■ **WHAT TO PRODUCE**:
Would you return the lines between the one holding "For each instance of the overhanging" and the one holding "For each instance of the red", inclusive, and only those, exactly as they stand in the listing below?

■ **ENTRIES SUPPLIED**:
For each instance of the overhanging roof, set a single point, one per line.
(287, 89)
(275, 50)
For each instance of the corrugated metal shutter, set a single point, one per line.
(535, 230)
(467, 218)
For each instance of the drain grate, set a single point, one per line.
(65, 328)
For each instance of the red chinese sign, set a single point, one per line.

---

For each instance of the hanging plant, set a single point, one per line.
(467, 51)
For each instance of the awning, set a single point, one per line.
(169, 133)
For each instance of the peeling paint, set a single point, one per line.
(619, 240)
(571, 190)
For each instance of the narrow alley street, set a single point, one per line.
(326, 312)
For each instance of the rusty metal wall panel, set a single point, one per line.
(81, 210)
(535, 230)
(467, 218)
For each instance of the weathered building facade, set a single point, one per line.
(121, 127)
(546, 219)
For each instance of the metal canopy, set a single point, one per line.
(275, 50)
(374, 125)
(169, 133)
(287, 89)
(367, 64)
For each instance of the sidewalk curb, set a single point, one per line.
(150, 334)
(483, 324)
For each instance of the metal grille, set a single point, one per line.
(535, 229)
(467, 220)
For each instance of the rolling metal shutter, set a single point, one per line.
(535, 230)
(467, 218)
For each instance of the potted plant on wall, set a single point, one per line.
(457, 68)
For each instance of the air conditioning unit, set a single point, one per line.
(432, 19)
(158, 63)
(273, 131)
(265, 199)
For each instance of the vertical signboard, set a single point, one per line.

■ **REPLY TO THE EXERCISE**:
For each instance of the overhanging roof, set a single point, one per line.
(287, 89)
(275, 50)
For each instance of the corrugated metal shutter, set a single point, one per line.
(535, 230)
(467, 218)
For each instance of the drain grate, set a single point, one per line.
(65, 328)
For each instance of the red chinese sign, set a single point, one per line.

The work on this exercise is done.